### Supplied text
____

We are five weeks from Due Date and we are not doing NCT classes.
Yes, that’s right, we are not doing NCT classes (cue: look of horror flashing across all parents’ faces). We signed up twice. And unsigned ourselves twice.
Why? A few reasons. We’ve not heard glowing reviews about the content of an NCT course – generally, lots of stuff about breathing, which apparently all goes out the window when you’re in labour and is completely redundant if you have a caesarean.
Having said that, everyone who has been on a course agrees you’re basically buying new friends. To be fair, it seems to have worked for them, with almost every mum beaming about what a great network of other parents they’ve found and how they’re still in touch with those people five or ten years later.
It’s not that we aren’t interested in making new friends, but the NCT clique does feel a bit forced. Giving birth around the same time is hardly a common interest.
Being equally panicked and sleepless doesn’t mean we’re going to get on like a house on fire. In fact, equally stressed and tired people telling each other “how we do it” seems exactly the kind of social occasion I want to steer well clear of.
We already have plenty of friends and relatives that we don’t see enough. I’m not sure we could squeeze in any new pals without culling some we’ve known for years.
And those friends are dropping babies like conkers from a horse-chestnut tree in autumn. Five have given birth since Christmas, another is due this week, another a fortnight after our own, and two of my wife’s siblings are expecting. And in a slightly weird turn of events, our next door neighbour is due the same day as us and our downstairs neighbour pops two days later (evidently there was a power cut in the street at some point last summer). There will be no shortage of people to talk to about the value of “real” nappies or the phenomenon of projectile pooing.
Actually, is there a group we can join for people who have made a definite decision to not have children so we can live our lives vicariously through them, as they tell us about their holidays and wild nights partying and how they don’t know what to do with all this spare money they have?
We are, however, doing NHS antenatal courses, which will tell us exactly the same things as the NCT classes, at the very hospital we’re due to have the baby and ker-ching! for free.
One of the main reasons for not doing NCT classes is that ours came with a not insignificant £259 price tag and, frankly, we needed a new washing machine more than a different social circle.
The cost of these courses is quite an expense to two people who are about to have their world turned upside down. I know a couple in one part of London who were quoted more than £400, which is enough to make your eyes water more than a 12lb newborn. The essentials like a pram, a Moses basket, a cot, a car seat, a changing table will easily see you with a four-figure bill. Simply completing the hospital bag checklist will set you back a bit. If you’re first-time parents, you’re unlikely to have babygrows or breast pads or a TENS machine (whatever that is: maybe they tell you on the NCT course) kicking about the house.
It would be great if midwives gave couples a little more encouragement to support the NHS-branded courses. Then we’d all have a few more quid in our pockets for those post-birth soirees with our new pals.
Rob Jones is an editor working in London. His first baby is due in March.
We did NCT and found it very useful. As I understand it, it is quite different from the NHS course and there’s quite a lot of info about things you’re entitled to or choices you can make that the NHS don’t like to tell you due to politics, time and budget limitations etc. It’s not without its faults but to discredit the course as just “stuff about breathing” and buying new friends is a little unfair in my opinion. It’s more about a network of support than friends anyway. I’m not sure it’s really right to review something you haven’t experienced.

____

### Dataset extract

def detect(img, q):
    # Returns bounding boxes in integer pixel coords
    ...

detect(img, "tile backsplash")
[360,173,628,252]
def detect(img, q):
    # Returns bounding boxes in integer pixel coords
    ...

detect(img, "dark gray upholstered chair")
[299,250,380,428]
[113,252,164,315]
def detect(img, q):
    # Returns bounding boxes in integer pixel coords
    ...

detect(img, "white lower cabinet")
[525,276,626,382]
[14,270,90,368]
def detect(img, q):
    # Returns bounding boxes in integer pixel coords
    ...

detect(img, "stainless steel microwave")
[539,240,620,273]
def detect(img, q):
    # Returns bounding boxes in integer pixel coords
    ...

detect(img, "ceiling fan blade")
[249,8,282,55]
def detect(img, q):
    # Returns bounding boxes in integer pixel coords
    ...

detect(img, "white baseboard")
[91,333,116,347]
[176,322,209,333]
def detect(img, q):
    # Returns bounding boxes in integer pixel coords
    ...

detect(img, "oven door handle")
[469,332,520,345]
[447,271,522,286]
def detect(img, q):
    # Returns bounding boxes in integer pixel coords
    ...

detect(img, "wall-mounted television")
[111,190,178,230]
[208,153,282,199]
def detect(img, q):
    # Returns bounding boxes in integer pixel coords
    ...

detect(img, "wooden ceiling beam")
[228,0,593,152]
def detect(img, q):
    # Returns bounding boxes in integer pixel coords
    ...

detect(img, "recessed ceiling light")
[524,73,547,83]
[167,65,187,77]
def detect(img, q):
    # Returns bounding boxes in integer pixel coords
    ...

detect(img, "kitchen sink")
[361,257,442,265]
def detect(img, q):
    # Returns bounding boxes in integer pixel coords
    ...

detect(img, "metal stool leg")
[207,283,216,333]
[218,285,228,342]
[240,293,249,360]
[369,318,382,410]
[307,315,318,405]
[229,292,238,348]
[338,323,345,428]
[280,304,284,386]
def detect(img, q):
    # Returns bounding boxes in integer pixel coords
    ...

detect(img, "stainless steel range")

____

### Complete the following
1. In the NCT classes article, how much did the NCT course the couple signed up for cost?
2. Repeat a passage from the NCT classes article word for word, beginning at the words "Yes, that’s right, we" and stopping after "have a caesarean.".
3. List every essential item the NCT classes article says will easily add up to a four-figure bill.

### Answers
1. £259.

2.
Yes, that’s right, we are not doing NCT classes (cue: look of horror flashing across all parents’ faces). We signed up twice. And unsigned ourselves twice.
Why? A few reasons. We’ve not heard glowing reviews about the content of an NCT course – generally, lots of stuff about breathing, which apparently all goes out the window when you’re in labour and is completely redundant if you have a caesarean.

3.
- a pram
- a Moses basket
- a cot
- a car seat
- a changing table